RECORDS PROVIDED START

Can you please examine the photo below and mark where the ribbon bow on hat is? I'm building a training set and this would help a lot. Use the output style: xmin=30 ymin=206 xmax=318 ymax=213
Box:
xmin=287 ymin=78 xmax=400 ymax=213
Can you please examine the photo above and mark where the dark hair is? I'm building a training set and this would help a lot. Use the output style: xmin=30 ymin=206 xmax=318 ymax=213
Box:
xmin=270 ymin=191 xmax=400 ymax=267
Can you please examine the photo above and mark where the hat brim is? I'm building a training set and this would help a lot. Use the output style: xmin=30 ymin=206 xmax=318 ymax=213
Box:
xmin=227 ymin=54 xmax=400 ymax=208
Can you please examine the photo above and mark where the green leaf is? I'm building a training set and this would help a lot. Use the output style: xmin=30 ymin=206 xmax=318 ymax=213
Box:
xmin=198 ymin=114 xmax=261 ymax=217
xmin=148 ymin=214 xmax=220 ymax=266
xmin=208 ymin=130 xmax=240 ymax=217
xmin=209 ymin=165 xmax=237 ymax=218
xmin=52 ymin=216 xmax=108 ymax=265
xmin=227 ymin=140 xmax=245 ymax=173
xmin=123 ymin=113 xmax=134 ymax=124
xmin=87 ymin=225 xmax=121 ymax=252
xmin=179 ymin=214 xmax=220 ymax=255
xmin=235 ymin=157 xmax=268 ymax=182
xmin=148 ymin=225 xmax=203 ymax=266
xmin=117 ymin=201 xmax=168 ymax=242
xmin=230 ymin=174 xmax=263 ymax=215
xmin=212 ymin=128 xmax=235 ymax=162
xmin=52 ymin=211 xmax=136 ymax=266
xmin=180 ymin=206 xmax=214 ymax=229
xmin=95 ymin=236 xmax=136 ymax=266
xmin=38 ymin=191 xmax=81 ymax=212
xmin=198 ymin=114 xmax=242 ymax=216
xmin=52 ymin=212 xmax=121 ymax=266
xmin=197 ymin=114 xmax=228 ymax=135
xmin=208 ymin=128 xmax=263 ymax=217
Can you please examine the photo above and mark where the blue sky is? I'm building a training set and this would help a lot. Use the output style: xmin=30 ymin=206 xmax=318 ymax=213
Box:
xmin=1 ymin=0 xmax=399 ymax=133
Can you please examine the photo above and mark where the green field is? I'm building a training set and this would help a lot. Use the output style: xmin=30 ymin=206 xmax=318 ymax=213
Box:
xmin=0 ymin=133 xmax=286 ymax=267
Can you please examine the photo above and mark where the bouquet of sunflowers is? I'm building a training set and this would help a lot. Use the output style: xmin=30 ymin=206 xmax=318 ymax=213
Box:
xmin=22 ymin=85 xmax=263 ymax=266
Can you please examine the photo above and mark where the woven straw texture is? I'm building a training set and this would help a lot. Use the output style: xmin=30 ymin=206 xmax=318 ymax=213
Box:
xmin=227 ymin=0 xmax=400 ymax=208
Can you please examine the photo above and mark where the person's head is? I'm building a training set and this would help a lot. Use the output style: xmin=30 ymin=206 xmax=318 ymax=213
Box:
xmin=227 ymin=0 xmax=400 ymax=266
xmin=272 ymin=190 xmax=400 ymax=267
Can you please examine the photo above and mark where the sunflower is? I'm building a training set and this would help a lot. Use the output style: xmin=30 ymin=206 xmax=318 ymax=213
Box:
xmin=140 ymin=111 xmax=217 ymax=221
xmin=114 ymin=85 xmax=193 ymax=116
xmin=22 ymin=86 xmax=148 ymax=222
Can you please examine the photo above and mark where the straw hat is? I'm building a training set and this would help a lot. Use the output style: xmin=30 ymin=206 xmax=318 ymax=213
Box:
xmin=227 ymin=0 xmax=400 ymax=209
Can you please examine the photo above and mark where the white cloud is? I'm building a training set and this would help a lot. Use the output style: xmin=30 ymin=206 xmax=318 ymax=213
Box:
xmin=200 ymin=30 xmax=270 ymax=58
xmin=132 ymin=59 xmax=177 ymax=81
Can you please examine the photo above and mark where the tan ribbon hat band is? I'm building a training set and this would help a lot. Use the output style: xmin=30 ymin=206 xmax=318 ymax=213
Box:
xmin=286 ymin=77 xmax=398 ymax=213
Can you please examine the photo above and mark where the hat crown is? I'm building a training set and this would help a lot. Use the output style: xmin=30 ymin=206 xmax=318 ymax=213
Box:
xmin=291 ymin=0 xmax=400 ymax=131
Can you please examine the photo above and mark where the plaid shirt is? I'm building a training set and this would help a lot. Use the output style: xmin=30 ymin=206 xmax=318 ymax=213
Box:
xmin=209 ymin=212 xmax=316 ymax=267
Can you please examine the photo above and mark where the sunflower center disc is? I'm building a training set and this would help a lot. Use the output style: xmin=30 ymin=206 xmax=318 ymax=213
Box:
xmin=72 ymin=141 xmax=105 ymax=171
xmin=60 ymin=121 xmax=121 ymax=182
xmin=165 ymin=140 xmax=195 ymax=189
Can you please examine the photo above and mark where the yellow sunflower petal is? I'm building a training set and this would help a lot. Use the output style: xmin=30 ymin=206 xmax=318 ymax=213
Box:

RECORDS PROVIDED END

In the material above, which lines contain "ribbon"? Copy each of them.

Can you please examine the photo below and mark where the ribbon bow on hat is? I'm building a training set and this would help a lot. Use the output style: xmin=30 ymin=206 xmax=318 ymax=213
Can you please examine the photo above and mark where the tan ribbon hat band is? I'm building a training set and this would help a lot. Use the output style: xmin=30 ymin=206 xmax=318 ymax=213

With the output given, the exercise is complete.